§ Short task
Please copy the part of the data that opens with the line containing "If you could drop a marker on the street" and closes with the line containing "Target: street lamp", both lines included, word for word. Leave the pictures out of your copy.

§ Records shown

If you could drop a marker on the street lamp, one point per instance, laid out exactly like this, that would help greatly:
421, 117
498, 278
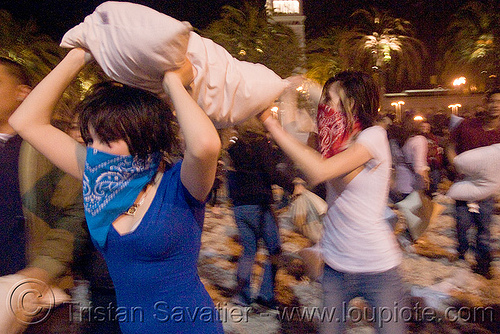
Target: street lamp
* * *
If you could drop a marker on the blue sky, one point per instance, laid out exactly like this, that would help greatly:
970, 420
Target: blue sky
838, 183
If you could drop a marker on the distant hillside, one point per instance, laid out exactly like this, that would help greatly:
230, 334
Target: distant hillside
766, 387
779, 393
...
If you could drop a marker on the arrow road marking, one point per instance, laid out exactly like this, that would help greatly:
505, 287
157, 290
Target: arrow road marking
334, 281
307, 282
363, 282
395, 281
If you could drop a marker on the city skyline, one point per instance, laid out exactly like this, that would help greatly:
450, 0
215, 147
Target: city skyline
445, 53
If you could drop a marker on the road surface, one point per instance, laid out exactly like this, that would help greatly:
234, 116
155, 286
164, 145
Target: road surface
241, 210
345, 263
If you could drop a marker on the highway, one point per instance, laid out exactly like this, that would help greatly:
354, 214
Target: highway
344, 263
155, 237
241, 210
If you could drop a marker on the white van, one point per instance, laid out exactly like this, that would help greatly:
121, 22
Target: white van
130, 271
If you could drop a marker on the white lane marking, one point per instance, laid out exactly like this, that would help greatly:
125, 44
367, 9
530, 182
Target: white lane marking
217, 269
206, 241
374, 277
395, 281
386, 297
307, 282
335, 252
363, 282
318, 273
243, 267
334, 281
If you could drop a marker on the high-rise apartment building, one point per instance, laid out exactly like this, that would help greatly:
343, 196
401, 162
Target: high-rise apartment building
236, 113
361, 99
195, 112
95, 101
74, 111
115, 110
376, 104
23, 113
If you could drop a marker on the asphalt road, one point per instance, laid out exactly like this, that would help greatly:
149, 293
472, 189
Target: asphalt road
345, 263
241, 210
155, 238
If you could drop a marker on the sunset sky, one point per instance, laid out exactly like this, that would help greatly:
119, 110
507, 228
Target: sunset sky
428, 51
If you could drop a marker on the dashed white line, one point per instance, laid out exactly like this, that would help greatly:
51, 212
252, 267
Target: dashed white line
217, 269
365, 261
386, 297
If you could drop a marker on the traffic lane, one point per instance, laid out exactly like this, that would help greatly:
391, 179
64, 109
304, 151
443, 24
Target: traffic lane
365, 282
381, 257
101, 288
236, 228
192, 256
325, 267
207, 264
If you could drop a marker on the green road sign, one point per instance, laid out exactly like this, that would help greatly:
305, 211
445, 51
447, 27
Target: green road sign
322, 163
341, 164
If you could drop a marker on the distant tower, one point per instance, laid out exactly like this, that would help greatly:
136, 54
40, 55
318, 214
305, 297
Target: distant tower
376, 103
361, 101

§ Response to this exercise
If you could drop a marker on the street lamp, one point per instance, laid out exactly like this, that would help greatly:
421, 117
498, 278
Target: street lamp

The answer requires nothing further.